(Stored entries)
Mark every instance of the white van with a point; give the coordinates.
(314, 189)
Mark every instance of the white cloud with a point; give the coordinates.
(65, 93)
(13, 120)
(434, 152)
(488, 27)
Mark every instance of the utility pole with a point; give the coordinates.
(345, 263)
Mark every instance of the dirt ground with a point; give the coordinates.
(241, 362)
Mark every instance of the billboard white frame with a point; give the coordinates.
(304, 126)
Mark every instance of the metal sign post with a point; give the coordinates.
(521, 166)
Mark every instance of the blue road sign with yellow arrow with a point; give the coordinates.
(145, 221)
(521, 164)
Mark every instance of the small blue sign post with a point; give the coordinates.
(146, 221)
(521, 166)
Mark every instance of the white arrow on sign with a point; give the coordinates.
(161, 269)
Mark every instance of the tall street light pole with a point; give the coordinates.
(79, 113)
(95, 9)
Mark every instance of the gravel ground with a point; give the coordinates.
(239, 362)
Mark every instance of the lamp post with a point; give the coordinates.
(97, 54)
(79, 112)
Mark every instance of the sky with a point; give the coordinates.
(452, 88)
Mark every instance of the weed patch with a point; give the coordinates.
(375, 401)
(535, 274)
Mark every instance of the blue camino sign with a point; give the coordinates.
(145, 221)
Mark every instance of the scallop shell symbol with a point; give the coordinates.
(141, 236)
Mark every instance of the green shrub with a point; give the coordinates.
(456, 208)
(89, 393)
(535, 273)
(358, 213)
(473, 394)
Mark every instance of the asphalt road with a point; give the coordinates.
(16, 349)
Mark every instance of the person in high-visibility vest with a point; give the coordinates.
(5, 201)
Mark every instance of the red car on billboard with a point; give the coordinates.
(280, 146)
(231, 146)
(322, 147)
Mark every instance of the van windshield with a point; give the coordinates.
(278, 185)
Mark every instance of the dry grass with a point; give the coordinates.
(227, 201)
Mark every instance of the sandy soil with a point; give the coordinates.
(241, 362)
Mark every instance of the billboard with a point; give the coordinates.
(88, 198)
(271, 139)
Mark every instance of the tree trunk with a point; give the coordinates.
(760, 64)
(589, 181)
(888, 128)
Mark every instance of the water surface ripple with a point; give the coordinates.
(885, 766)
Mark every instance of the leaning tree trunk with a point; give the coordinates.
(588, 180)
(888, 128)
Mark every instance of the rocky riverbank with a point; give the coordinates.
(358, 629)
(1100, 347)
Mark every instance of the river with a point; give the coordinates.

> WORK TO BE COMPLETED
Every line above should be retyped exactly as given.

> TASK SOLUTION
Mark every instance of the white van with a point; give the coordinates.
(314, 189)
Mark every instance of the white cloud with a point; give the coordinates.
(65, 93)
(13, 120)
(434, 152)
(488, 27)
Mark every instance of the utility pole with a point; give the coordinates.
(345, 263)
Mark every instance of the dirt ground with a point; give the coordinates.
(241, 362)
Mark every instance of the billboard white frame with a point; give the coordinates.
(304, 126)
Mark every instance of the metal sign post with a point; give the coordinates.
(521, 166)
Mark every instance of the blue road sign with yellow arrow with a point; give the coordinates.
(145, 221)
(521, 164)
Mark every instance of the small blue sign post with a point; give the coordinates.
(146, 221)
(521, 166)
Mark every instance of the white arrow on sign with a point; give the coordinates.
(161, 269)
Mark every instance of the tall street light pole with a point; give the coordinates.
(79, 113)
(95, 9)
Mark every instance of the gravel ground with a point; give the coordinates.
(239, 362)
Mark every instance of the lamp post with a point; give the coordinates.
(97, 54)
(79, 112)
Mark every instance of the sky with a point; give the coordinates.
(452, 88)
Mark every instance of the weed patch with a point; give the coordinates.
(375, 401)
(535, 274)
Mark every instance of the blue camino sign with a point; give the coordinates.
(145, 221)
Mark every instance of the scallop shell symbol with a point; give the coordinates.
(141, 236)
Mark every instance of the green shrub with a point; give the coordinates.
(456, 208)
(89, 393)
(535, 273)
(358, 213)
(473, 394)
Mark every instance of the asphalt road with a point; give the coordinates.
(16, 349)
Mark every instance of the person in high-visibility vest with a point; give the coordinates.
(5, 201)
Mark every instance of the red car on billboard with a point; give the coordinates.
(280, 146)
(231, 146)
(322, 147)
Mark every instance of the van windshield with a point; give the coordinates.
(278, 185)
Mark every instance of the dry grass with a point; give the coordinates.
(227, 201)
Mark every instance of the sandy soil with a point; give the coordinates.
(241, 362)
Mark every instance of the billboard with a point; give the coordinates.
(88, 198)
(271, 139)
Mark every instance of the tree trunk with a point; give the coordinates.
(760, 64)
(589, 181)
(888, 128)
Mark every instance of the water surface ripple with a point; give the coordinates.
(885, 766)
Mark every instance of the leaning tree trunk with a point; give the coordinates.
(588, 180)
(888, 128)
Mark every instance of the rocky riverbank with a point; give the coordinates.
(358, 629)
(1100, 347)
Mark every instance of the river with a point; give the coordinates.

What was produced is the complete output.